Excerpts from location labeling data
○ ○ ○ ○
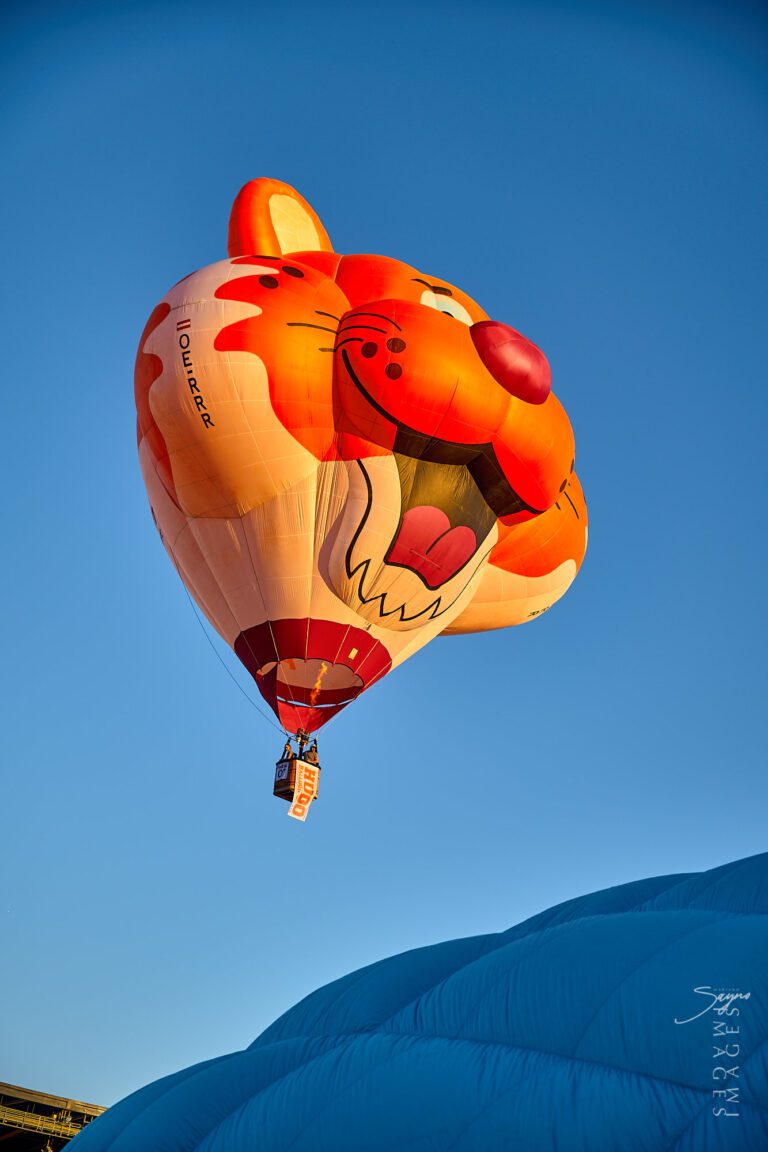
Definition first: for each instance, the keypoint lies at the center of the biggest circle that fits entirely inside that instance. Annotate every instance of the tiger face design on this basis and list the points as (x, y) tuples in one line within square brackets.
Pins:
[(346, 457)]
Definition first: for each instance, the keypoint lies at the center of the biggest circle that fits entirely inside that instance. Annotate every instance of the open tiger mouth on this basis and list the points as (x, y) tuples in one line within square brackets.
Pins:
[(443, 520), (450, 497)]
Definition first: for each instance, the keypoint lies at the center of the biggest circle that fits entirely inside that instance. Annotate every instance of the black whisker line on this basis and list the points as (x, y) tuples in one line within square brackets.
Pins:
[(571, 503), (369, 327), (379, 317), (297, 324)]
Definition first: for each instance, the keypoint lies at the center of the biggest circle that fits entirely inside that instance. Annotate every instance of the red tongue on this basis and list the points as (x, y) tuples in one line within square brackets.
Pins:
[(430, 546)]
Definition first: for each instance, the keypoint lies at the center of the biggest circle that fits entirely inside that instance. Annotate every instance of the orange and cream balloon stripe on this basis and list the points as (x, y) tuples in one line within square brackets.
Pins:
[(347, 457)]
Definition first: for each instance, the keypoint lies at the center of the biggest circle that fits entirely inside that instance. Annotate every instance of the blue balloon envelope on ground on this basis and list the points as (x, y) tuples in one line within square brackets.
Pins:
[(632, 1020)]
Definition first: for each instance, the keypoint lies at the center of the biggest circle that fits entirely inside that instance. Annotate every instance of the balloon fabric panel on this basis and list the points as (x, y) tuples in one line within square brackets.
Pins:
[(346, 457)]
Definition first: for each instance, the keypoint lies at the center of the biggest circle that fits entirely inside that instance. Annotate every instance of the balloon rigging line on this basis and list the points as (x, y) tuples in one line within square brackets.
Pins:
[(228, 671)]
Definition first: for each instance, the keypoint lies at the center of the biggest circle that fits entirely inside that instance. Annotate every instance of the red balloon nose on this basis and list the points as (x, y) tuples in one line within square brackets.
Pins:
[(517, 364)]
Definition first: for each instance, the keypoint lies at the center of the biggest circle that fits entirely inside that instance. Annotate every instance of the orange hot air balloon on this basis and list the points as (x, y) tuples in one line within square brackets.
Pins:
[(346, 457)]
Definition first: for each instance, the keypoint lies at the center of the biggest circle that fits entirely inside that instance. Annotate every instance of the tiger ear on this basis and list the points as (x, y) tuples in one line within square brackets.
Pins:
[(270, 218)]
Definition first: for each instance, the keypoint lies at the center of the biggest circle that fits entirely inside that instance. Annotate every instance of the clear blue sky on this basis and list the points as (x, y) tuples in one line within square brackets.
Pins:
[(595, 176)]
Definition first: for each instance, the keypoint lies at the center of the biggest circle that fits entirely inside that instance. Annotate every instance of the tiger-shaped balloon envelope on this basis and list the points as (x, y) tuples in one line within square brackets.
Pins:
[(347, 457)]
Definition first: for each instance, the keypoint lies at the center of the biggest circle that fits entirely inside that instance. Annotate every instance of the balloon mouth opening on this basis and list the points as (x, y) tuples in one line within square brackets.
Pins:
[(308, 671)]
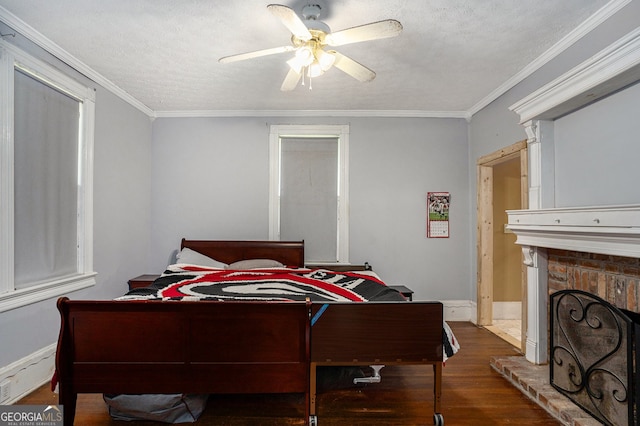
○ ○ ○ ○
* [GIVEN TASK] Please count how many of the rows above contain the string "mouth", treating uppercase and lowercase as different, and reply with only that number.

* [WORKED ANSWER] 2